[作業指示] 下のエントリのうち、「desert sand, farthest」を含む行で始まり「[(1318, 215), (319, 550)]」を含む行で終わる部分を、両端の行も含めて一字一句そのまま書き写すこと。

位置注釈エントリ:
· · · · ·

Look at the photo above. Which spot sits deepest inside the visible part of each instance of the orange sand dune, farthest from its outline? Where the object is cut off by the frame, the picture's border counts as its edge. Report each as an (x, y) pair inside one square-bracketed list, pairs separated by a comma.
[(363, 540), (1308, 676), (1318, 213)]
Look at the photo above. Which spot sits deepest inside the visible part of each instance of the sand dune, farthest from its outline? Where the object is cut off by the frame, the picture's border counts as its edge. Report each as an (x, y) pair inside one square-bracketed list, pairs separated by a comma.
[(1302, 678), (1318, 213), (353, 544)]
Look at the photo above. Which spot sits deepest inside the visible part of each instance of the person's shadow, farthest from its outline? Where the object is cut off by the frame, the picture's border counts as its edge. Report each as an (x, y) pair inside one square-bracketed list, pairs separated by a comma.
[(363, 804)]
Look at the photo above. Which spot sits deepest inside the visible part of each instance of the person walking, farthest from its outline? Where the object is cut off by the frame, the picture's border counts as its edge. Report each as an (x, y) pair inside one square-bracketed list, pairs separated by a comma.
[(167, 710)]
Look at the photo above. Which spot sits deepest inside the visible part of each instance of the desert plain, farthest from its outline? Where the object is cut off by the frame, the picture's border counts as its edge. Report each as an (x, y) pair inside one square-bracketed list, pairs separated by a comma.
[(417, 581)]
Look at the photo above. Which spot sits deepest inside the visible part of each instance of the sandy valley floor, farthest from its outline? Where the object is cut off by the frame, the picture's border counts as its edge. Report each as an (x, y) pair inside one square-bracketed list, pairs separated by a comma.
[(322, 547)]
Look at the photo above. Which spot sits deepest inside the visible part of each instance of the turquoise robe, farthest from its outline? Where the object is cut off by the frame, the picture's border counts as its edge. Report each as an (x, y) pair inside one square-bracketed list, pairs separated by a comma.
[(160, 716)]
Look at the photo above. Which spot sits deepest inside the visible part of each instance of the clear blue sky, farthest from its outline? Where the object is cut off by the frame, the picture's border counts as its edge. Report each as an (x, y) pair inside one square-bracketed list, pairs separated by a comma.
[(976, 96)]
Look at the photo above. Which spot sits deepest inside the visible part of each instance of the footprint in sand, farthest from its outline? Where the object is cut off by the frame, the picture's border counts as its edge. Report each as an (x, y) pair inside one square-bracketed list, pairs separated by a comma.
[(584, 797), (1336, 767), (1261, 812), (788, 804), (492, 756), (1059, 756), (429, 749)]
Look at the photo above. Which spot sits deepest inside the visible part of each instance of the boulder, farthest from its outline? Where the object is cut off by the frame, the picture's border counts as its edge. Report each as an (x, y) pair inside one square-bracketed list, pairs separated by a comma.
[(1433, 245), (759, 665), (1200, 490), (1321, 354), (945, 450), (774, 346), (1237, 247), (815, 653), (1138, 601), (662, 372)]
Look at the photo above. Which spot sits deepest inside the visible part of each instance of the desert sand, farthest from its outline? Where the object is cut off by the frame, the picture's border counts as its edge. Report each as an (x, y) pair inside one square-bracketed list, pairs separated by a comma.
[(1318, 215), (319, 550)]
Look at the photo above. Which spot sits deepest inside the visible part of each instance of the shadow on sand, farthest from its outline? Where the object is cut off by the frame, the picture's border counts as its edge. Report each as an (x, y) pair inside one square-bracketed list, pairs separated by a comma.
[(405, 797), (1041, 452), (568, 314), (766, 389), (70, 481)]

· · · · ·

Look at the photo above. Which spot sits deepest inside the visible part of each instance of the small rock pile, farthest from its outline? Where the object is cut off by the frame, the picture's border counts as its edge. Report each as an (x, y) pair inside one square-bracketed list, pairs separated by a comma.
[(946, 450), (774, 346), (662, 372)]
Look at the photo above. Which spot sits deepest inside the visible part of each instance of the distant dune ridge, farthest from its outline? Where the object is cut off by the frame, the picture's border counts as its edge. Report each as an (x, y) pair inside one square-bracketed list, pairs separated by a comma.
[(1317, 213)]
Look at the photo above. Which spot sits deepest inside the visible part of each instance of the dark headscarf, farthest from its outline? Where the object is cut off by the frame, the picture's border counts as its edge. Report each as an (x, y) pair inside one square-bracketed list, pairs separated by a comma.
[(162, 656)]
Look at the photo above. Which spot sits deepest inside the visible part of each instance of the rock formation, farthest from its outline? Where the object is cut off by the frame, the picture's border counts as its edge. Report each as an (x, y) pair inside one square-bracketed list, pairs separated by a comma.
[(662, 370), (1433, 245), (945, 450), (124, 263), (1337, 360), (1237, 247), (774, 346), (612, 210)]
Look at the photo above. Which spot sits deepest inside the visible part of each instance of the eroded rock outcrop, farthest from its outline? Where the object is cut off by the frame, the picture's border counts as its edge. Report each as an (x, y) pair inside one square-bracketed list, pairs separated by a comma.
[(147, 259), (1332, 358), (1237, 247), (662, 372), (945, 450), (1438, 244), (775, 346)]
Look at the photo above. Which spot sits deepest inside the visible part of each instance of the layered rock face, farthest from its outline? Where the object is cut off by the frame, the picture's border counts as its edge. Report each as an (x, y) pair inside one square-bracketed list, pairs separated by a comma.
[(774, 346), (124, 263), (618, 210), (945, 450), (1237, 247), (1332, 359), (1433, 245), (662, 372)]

· · · · ·

[作業への回答]
Look at the photo above. Which spot sits deepest inside the visible part of each instance of the desert sand, farthest from its outline? Where the object is cut off by the frame, the picture's border counts as its edge. Report each as an (x, y) pair inside one square-bracketed list, pairs separated by a comma.
[(1318, 215), (319, 550)]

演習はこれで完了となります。